** Opening Records block **
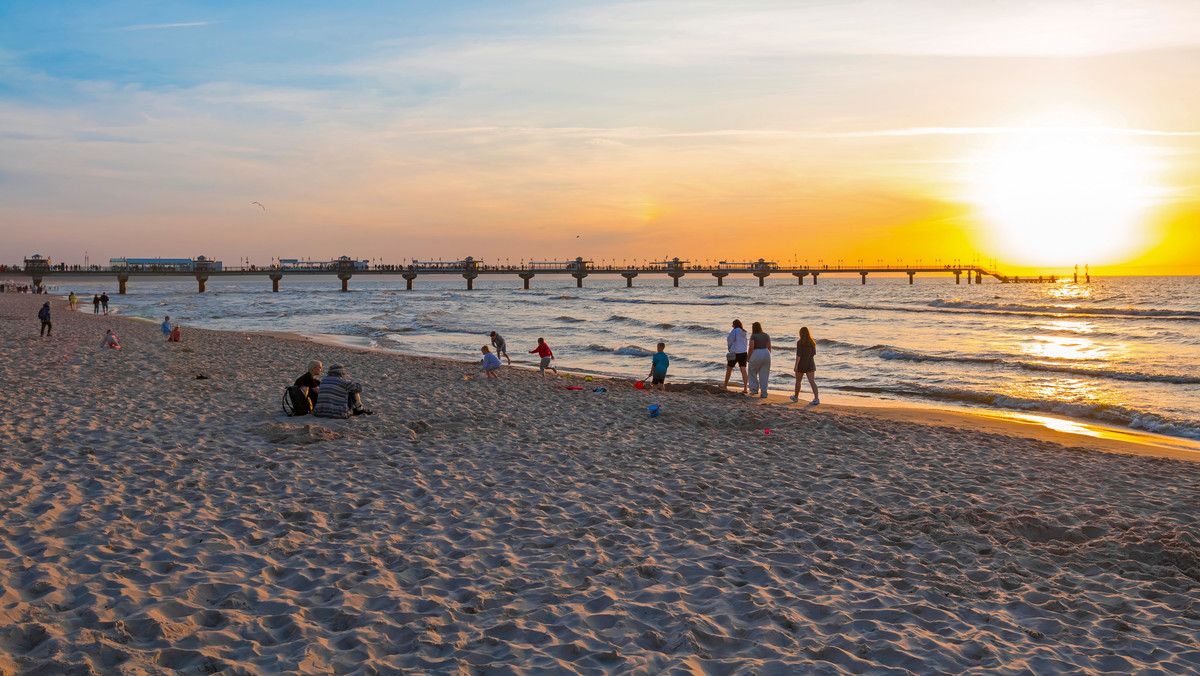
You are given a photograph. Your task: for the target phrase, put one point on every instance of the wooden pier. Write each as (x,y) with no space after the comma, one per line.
(472,269)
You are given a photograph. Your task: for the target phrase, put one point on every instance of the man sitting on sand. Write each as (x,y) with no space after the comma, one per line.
(339,398)
(309,381)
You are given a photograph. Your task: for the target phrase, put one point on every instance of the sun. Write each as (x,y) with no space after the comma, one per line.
(1061,197)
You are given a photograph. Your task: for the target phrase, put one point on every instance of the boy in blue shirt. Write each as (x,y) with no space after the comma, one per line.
(659,368)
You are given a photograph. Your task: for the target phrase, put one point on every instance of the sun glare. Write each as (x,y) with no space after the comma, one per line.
(1063,197)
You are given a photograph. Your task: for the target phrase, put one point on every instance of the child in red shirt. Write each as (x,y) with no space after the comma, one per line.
(544,351)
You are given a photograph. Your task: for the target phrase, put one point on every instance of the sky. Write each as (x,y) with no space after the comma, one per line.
(1026,135)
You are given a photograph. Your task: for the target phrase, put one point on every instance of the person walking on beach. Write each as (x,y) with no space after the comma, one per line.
(737,353)
(501,347)
(805,364)
(339,396)
(45,316)
(659,364)
(760,360)
(544,351)
(491,363)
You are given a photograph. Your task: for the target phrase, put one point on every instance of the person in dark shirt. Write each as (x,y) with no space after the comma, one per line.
(805,365)
(309,381)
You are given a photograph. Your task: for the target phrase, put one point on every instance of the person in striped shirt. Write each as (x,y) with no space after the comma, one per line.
(339,396)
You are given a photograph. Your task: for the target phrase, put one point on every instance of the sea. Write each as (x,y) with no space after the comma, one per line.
(1121,352)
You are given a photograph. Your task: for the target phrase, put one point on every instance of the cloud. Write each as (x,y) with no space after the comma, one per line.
(157,27)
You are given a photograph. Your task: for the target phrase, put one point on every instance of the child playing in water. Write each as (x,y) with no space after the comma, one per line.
(546,354)
(659,364)
(491,363)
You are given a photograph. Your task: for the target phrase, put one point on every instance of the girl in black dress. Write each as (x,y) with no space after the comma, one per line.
(805,364)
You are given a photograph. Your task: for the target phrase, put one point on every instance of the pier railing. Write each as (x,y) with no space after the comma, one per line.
(471,269)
** Closing Records block **
» Task prompt
Each line from the one containing "person in striped" down to the final line of the listing must appear in the answer exactly as written, and no other line may.

» Task response
You are given a photograph. Your task: for the target phrase, put one point on every instance of the person in striped shirt. Write each as (x,y) with no space after the comma, one per line.
(339,396)
You are given a photograph. Your task: for the target phrase, put one point on every instance of the sea. Write each as (x,y) with no space after the comma, one per line.
(1121,352)
You are given a photograph. Your task: for the target phrase, put one point on every instance of the cloud. Write each as (x,y) with no space after the comma, one per line.
(157,27)
You are given a photograph. Your task: for the target phrase, put one point on every instance of the child playing in water. Write each as (x,y) with no space after the comma, one per line.
(546,354)
(659,364)
(491,363)
You are given a photograph. Your task: for the target phrase, put one point on every instance of the girl in black dress. Write each as (x,y) with no space after the comma, one per line.
(805,364)
You are given a photograph. Your task: for the target phrase, put one point on every instance of the pier railing. Write each as (x,y) with no space after the comma, one per line.
(471,269)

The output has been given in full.